▸ **Exercise details**: Continue the blog post about being cast as Abigail Adams in a local production of "1776", picking up after its final sentence.

I'm not putting cuts in this post, because I can never figure it out. It's all those days of school I missed.
We've just discovered the cartoon series
Charlie and Lola on Playhouse Disney. It's an adorable show about a British brother and sister. I love it. I recklessly ordered the DVD set of the first season, because I simply can't do without it. But it's for my daughter. Really.
My husband and I just got cast in a local production of the musical "1776". It's about just what you think it is. The creation and signing of the Declaration of Independence, and it's actually an interesting and very funny show. There are only two women in the whole thing: Martha Jefferson, and
Abigail Adams. I'm playing Mrs. Adams, and I've gotta say she was one fascinating woman. Quite ahead of her time, but not really. She still believed a woman's place was in the home, which makes sense at that time, considering all the things that needed to be done around the home without the benefit of our modern conveniences. Who'd have thought that the automatic dishwasher freed countless women to go out into the workforce?
I've got three scenes, all with songs in them. She's only really there in imagined conversations with her husband, who is frustrated beyond belief that the rest of the Continental Congress doesn't share his opinion that the Colonies ought to declare independency from Britain and its tyrannical King George III. Some of the dialog between them is excerpted from the real letters from the preserved correspondence between Abby and John. They shared a likeness of mind and heart that sustained their marriage through many long separations. She's witty, she's helpful, and she knows how to stand her ground. I love her, and I love their marriage. The nicest song they have together is a running theme entitled "Yours, Yours, Yours". It's gorgeous, and I'm gonna love playing her.

▸ **Data excerpts**:
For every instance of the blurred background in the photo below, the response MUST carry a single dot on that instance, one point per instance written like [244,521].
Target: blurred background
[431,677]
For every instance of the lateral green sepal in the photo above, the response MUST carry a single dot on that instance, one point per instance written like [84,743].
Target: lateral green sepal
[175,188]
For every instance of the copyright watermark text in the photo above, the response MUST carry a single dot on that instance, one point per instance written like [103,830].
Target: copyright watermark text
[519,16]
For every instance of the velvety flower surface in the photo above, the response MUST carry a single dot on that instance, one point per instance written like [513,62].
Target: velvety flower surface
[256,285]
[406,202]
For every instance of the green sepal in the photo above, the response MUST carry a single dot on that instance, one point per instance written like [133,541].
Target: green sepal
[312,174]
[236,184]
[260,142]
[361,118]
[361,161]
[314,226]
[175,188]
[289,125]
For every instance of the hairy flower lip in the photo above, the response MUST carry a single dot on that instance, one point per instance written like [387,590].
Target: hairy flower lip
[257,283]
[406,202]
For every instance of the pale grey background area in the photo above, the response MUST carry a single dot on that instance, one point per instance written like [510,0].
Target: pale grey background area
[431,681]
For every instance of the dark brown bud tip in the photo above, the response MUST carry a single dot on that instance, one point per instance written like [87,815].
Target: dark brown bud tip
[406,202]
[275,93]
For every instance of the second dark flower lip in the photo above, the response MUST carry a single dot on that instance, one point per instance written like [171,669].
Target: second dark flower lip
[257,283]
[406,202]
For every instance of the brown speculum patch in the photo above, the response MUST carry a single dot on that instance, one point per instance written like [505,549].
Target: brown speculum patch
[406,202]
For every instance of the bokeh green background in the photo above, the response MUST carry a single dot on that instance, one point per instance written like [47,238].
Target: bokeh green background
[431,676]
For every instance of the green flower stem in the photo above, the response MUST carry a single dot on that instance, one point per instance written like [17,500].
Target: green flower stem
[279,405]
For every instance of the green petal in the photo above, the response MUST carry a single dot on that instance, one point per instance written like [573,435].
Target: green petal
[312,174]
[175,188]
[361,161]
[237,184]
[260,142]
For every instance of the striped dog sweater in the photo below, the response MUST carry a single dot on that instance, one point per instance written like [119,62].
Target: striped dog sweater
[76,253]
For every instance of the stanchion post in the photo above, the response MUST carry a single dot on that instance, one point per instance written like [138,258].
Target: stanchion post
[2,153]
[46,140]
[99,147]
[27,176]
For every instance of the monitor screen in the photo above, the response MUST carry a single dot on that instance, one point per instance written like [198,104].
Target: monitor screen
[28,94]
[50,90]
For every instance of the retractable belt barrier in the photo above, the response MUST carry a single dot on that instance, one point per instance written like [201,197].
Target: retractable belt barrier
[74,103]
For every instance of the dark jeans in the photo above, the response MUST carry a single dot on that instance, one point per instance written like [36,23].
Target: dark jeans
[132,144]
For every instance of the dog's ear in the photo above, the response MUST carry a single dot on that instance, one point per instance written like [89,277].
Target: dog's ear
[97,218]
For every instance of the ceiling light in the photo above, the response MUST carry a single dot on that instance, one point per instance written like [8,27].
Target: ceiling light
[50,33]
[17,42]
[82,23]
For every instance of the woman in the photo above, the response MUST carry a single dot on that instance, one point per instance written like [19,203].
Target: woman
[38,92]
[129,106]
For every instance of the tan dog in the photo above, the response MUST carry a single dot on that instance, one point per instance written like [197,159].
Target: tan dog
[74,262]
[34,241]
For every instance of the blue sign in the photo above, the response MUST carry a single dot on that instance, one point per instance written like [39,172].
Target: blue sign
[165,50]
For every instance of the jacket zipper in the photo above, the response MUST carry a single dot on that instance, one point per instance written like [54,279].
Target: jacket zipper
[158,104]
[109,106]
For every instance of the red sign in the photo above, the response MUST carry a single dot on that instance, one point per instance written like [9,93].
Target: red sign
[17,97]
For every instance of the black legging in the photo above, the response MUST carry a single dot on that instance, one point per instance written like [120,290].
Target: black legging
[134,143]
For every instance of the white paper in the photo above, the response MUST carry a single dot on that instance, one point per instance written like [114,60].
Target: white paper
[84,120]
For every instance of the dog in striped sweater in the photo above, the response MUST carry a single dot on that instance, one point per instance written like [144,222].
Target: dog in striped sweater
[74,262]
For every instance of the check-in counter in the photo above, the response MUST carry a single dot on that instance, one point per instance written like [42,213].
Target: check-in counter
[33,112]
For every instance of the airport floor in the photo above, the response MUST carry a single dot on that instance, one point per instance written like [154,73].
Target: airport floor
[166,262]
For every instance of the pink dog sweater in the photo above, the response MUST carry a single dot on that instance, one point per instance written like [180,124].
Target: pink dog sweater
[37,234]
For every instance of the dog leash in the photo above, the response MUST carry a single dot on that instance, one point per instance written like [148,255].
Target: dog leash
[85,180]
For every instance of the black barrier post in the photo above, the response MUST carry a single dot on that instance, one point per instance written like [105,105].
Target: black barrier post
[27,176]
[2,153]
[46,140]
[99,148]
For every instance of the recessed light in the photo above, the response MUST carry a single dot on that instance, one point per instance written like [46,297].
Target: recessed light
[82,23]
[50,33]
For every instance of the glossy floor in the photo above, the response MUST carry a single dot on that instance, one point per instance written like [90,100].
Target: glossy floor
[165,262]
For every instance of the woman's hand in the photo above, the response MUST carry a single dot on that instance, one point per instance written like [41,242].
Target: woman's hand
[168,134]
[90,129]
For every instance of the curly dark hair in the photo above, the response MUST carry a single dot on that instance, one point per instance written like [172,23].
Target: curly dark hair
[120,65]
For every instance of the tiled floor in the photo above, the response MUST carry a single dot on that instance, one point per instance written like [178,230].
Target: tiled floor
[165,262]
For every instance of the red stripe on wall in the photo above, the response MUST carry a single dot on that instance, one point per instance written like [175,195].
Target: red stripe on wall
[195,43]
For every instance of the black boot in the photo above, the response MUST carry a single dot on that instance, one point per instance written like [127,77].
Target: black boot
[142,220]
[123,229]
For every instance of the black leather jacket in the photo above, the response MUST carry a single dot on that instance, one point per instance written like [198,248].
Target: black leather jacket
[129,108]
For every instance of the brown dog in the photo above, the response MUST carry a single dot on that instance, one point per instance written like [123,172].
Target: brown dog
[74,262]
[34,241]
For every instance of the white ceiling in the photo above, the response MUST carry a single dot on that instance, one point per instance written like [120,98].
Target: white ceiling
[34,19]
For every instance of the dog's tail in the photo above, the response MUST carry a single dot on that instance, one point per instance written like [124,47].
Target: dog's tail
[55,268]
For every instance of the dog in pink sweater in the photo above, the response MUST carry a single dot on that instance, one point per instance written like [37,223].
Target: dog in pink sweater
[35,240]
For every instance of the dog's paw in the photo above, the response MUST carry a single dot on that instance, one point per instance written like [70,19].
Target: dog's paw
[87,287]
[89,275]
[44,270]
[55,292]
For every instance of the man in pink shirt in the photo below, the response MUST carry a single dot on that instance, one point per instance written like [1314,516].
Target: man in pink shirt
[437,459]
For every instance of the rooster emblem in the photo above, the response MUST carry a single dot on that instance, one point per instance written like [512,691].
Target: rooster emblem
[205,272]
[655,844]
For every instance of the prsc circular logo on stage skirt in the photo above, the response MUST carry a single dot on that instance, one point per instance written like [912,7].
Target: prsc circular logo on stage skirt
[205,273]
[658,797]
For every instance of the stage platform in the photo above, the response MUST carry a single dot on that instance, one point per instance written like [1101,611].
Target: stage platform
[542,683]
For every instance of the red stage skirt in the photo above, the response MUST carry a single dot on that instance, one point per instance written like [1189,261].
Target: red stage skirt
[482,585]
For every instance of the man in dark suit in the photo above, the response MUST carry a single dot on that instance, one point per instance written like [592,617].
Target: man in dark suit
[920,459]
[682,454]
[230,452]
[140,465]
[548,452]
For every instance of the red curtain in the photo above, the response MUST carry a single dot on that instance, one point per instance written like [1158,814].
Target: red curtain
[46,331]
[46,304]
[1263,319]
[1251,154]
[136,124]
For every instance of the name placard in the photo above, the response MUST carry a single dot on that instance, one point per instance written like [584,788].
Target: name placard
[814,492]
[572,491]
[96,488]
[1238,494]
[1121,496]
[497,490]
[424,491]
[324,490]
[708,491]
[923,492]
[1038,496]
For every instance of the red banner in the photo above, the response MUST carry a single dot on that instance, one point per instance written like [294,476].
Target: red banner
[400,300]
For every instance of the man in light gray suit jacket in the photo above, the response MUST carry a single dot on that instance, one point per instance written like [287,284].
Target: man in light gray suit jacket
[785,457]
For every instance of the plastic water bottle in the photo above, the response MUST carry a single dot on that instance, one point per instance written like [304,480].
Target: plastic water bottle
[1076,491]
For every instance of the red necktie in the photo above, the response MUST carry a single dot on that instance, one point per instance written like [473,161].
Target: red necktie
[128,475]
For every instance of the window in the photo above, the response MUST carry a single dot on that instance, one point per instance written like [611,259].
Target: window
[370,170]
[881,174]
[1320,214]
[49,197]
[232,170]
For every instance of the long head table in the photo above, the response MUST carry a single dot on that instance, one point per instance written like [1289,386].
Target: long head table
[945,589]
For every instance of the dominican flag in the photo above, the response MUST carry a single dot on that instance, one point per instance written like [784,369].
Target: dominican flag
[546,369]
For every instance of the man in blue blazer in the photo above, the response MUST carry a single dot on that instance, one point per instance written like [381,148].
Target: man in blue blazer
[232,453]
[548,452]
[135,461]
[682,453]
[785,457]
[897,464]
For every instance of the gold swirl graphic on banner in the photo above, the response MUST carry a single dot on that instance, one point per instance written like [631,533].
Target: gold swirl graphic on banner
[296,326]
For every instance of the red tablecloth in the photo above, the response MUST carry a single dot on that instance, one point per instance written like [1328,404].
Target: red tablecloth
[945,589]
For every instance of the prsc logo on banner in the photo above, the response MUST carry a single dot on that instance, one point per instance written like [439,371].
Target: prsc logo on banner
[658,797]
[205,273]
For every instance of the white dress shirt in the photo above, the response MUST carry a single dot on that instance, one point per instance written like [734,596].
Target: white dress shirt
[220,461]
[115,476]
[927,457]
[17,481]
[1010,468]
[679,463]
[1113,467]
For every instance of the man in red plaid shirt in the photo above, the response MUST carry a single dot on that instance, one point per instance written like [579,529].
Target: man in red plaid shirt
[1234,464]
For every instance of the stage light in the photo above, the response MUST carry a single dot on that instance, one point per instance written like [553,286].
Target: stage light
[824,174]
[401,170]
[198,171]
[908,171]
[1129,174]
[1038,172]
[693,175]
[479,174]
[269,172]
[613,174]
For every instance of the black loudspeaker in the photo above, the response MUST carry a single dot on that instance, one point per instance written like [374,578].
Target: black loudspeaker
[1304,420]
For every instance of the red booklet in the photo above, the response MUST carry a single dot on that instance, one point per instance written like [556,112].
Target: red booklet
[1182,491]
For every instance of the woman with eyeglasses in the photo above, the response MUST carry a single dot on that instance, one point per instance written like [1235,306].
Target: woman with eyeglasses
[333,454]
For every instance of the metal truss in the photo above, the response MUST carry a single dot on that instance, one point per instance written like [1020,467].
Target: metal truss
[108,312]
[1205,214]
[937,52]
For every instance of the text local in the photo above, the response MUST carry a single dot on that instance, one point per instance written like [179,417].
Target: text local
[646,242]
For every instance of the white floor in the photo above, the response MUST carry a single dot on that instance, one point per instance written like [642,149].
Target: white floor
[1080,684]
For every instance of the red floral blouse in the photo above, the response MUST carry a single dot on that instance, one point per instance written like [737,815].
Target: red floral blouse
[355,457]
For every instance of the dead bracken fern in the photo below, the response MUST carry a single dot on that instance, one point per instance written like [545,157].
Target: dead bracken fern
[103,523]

▸ **Result for this task**:
My husband is playing
Edward Rutledge, the youngest member of the Continental Congress, and a delegate from South Carolina. He's described as a dandified Southern aristocrat, and he's somewhat of an antagonist to the lead character of John Adams. He's all smooth and genteel Southern charm, as he's requesting that the anti-slavery clause that Jefferson included in the Declaration be taken out, or he won't sign it. He's got a big song in the second act entitled "Molasses to Rum to Slaves" that's guaranteed to make everyone squirm uneasily in their seats. It's about the
triangle trade, which my husband, Todd, has read didn't really exist. It was just made up by proponents of slavery to make abolitionists look like hypocrites who benefited from the Slave Trade, or by the Temperance Movement, who wanted to turn people off of rum by associating it with the Slave Trade.
So, anyway, my husband is playing a "bad guy". Kinda hot. Really hot. Although he'll have to shave. He's had a beard for about 8 years, and I love the look. He's all rugged. But not lumberjack rugged. Alas, men in Colonial times were mostly clean-shaven, so goodbye, Todd beard. For a while. I'll be seeing you again very soon. He'll also be wearing knee-breeches with stockings and shoe buckles, and who knows? Maybe a powdered wig! Mmmm.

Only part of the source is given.